> Objectives:
[a] Return the stretch of the bulk-loading question below from "CREATE TABLE public.t_place_type" through "FOREIGN KEY (id_place_type)", copied word for word.
[b] List every constraint name defined in the bulk-loading question below.
[c] Continue the bulk-loading question below from the point where its text ends.

> Source text:
--- --- ---

Sometimes while bulk data loading it's recommended to temporary drop constraints and indexes on table. But when I am doing this I faced with some problems with dependency. My simplified example:

CREATE TABLE public.t_place_type
(
  id serial NOT NULL,
  c_name character varying(100),
  CONSTRAINT pk_t_place_type PRIMARY KEY (id)
);

CREATE TABLE public.t_place
(
  id serial NOT NULL,
  c_name character varying(50),
  id_place_type integer,
  CONSTRAINT pk_t_place PRIMARY KEY (id),
  CONSTRAINT fk_t_place_t_place_type FOREIGN KEY (id_place_type)

--- --- ---

> Records shown:
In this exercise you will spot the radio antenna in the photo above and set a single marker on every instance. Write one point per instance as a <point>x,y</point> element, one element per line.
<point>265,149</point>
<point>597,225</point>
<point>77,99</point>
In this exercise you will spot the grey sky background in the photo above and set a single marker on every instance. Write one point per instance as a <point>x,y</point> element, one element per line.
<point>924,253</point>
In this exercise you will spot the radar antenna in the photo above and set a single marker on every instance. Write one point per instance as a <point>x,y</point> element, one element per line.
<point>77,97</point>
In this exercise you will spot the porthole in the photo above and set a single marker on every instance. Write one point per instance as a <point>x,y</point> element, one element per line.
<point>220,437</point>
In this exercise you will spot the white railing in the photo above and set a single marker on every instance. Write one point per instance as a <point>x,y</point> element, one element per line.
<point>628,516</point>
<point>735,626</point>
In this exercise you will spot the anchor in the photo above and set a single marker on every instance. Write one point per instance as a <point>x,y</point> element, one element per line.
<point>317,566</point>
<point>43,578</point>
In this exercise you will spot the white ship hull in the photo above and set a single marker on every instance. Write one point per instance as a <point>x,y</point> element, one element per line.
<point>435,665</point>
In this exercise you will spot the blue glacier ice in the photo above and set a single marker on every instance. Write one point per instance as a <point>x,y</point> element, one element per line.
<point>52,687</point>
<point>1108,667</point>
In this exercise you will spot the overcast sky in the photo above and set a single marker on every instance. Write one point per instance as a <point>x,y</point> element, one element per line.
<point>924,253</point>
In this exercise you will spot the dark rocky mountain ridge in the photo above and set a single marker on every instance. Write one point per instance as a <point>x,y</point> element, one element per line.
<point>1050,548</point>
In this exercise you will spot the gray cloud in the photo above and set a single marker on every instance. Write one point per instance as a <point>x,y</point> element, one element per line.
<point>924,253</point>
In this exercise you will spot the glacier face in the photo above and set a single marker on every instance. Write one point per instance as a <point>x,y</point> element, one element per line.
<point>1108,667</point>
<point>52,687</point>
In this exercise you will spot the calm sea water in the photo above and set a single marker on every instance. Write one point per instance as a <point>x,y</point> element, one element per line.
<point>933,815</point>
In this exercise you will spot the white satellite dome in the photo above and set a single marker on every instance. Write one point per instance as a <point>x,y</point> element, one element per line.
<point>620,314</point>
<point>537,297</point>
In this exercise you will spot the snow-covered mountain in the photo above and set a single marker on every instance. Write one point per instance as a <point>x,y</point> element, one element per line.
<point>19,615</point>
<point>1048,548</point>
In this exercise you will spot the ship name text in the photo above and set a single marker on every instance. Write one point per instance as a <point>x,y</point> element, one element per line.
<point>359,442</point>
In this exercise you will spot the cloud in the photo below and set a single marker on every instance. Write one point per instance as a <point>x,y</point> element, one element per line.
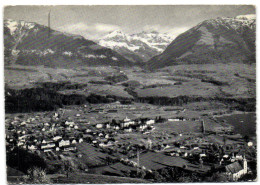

--- --- ---

> Responses for each task:
[a]
CREATE TABLE public.t_place_type
(
  id serial NOT NULL,
  c_name character varying(100),
  CONSTRAINT pk_t_place_type PRIMARY KEY (id)
);

CREATE TABLE public.t_place
(
  id serial NOT NULL,
  c_name character varying(50),
  id_place_type integer,
  CONSTRAINT pk_t_place PRIMARY KEY (id),
  CONSTRAINT fk_t_place_t_place_type FOREIGN KEY (id_place_type)

[b]
pk_t_place_type
pk_t_place
fk_t_place_t_place_type

[c]
      REFERENCES public.t_place_type (id) MATCH SIMPLE
      ON UPDATE NO ACTION ON DELETE NO ACTION
);

CREATE OR REPLACE VIEW public.v_place AS 
 SELECT p.id,
    p.c_name,
    pt.c_name AS c_place_type
   FROM t_place p
     LEFT JOIN t_place_type pt ON pt.id = p.id_place_type
  GROUP BY p.id, pt.id, p.c_name;

My script:

ALTER TABLE public.t_place DROP CONSTRAINT fk_t_place_t_place_type;
ALTER TABLE public.t_place DROP CONSTRAINT pk_t_place;
ALTER TABLE public.t_place_type DROP CONSTRAINT pk_t_place_type;

When I run it I am getting error:

ERROR: cannot drop constraint pk_t_place_type on table t_place_type because other objects depend on it DETAIL: view v_place depends on constraint pk_t_place_type on table t_place_type

It's strange to me that view can depends on some constraint. AFAIK postgres does not cache execution plan for a view.

When I change my view this way:

CREATE OR REPLACE VIEW public.v_place AS 
 SELECT p.id,
    p.c_name AS c_name,
    pt.c_name AS c_place_type
   FROM t_place p
     LEFT JOIN t_place_type pt ON pt.id = p.id_place_type;

the dependency is gone and my script executes successfully.

So my question is: What is the reason for this dependency between view and constraint.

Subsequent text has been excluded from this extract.